● **Estratto della pagina**:
○ ○ ○ ○ ○ ○ ○

Collaborare stanca?


Gianfranco Marocchi | 5 Gennaio 2021

È un paradosso, ma è proprio il successo delle iniziative di coprogrammazione e coprogettazione e delle altre iniziative amministrative ispirate al principio di collaborazione, diffusesi in proporzioni inattese negli ultimi due o tre anni nel nostro Paese, a portare con sé una potenziale fatica che vale la pena di esaminare. Non ci si riferisce alle imperfezioni talvolta presenti nei processi collaborativi: una coprogettazione poco “co”, troppo simile ad un appalto, una coprogrammazione in cui gli enti di terzo settore hanno l’impressione che in realtà tutto già sia stato deciso e così via. Non ci si riferisce, in altre parole, alle esperienze collaborative che deludono perché sono “fatte male”, ma ai casi in cui le fatiche emergono in occasioni di collaborazione di buona qualità; anzi, forse proprio perché di buona qualità e quindi prevedono accurati processi di decisione collettiva.

○ ○ ○ ○ ○ ○ ○

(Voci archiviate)

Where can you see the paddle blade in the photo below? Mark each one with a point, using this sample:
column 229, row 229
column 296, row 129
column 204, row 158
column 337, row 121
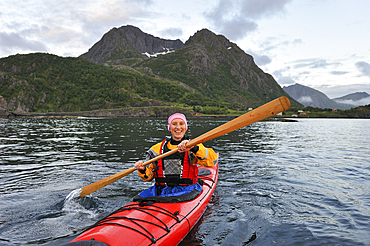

○ ○ ○ ○ ○ ○ ○

● **Esercizio 1**: Trascrivi il brano dell'estratto sulla collaborazione da "È un paradosso, ma" fino a "di decisione collettiva." incluso.
● **Esercizio 2**: Secondo l'estratto sulla collaborazione, in quale arco di tempo si sono diffuse le iniziative di coprogrammazione e coprogettazione nel nostro Paese?
I record qui riportati non servono.

● **Risposta 1**:
È un paradosso, ma è proprio il successo delle iniziative di coprogrammazione e coprogettazione e delle altre iniziative amministrative ispirate al principio di collaborazione, diffusesi in proporzioni inattese negli ultimi due o tre anni nel nostro Paese, a portare con sé una potenziale fatica che vale la pena di esaminare. Non ci si riferisce alle imperfezioni talvolta presenti nei processi collaborativi: una coprogettazione poco “co”, troppo simile ad un appalto, una coprogrammazione in cui gli enti di terzo settore hanno l’impressione che in realtà tutto già sia stato deciso e così via. Non ci si riferisce, in altre parole, alle esperienze collaborative che deludono perché sono “fatte male”, ma ai casi in cui le fatiche emergono in occasioni di collaborazione di buona qualità; anzi, forse proprio perché di buona qualità e quindi prevedono accurati processi di decisione collettiva.

● **Risposta 2**: Negli ultimi due o tre anni.